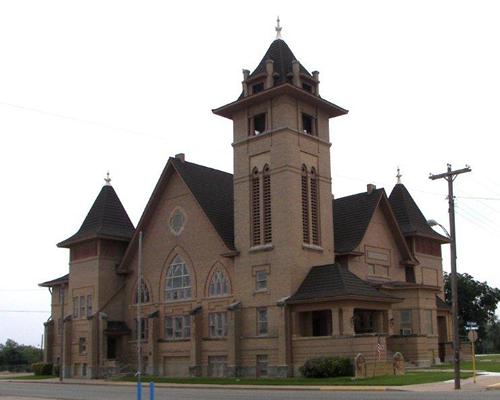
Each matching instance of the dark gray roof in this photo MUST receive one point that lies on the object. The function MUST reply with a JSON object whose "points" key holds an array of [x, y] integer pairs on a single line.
{"points": [[213, 189], [442, 305], [107, 218], [351, 216], [410, 219], [282, 56], [336, 282], [55, 282]]}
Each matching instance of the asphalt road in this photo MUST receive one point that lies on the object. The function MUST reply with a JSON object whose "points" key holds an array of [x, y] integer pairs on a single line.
{"points": [[102, 392]]}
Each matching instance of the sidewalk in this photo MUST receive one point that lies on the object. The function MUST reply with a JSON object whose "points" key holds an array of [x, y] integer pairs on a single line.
{"points": [[489, 381]]}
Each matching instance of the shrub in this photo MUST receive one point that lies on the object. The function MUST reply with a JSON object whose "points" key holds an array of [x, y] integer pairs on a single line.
{"points": [[327, 367], [42, 368]]}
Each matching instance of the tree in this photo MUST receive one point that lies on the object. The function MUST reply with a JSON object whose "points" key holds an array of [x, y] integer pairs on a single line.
{"points": [[477, 302]]}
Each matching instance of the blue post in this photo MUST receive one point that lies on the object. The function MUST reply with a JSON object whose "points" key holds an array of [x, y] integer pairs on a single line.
{"points": [[139, 390], [151, 391]]}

##########

Starting with the line that contains "Each matching instance of the blue", copy each line through the end of the data exactly, and leave out all earlier lines.

• [Exercise answer]:
Each matching instance of the blue post in this photo MUST receive one point that lies on the object. The function MUST reply with a JSON object whose "points" key holds an array of [x, y] integer pairs on a single line.
{"points": [[139, 390], [151, 391]]}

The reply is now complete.